Stated exercise: Rewrite these lines with each "dot" changed to "point", leaving everything else as it is. Omit the picture from your answer.

╭─ Supplied data

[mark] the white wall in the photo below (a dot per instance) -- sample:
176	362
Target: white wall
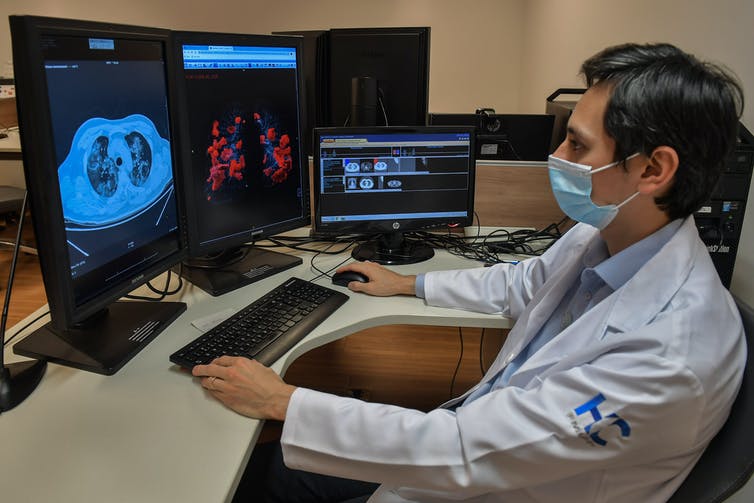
475	46
559	35
505	54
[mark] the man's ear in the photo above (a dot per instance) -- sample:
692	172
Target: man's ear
659	172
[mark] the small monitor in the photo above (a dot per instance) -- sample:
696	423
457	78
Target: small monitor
386	181
513	137
242	166
97	138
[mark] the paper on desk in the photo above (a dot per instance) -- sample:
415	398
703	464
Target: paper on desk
206	322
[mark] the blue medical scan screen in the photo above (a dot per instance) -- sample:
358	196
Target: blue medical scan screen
109	118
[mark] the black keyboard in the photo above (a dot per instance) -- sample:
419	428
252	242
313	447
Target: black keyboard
268	327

╰─

Response to the exercise:
[mark] the white wall in the photo below (a point per instance) -- sample:
176	362
Target: white wall
475	46
559	35
505	54
[mark] the man's ear in the photo above (a point per instance) -- sample:
692	172
Target: man's ear
659	172
[mark] the small monitor in the photo above (a point per instance) -- sample:
696	423
457	78
Target: small monitor
386	181
513	137
242	166
97	138
[mark] the paper on desk in the photo above (a point per instance) -- sample:
415	398
703	464
Target: paper on desk
206	322
[mark] the blue medical scan screen in the photo above (a point per instance) -- sample:
358	196
Target: blue medical scan screen
109	118
[mark] the black keyboard in the photo above (a point per instance) -- sample:
419	428
252	242
313	447
Target: black keyboard
268	327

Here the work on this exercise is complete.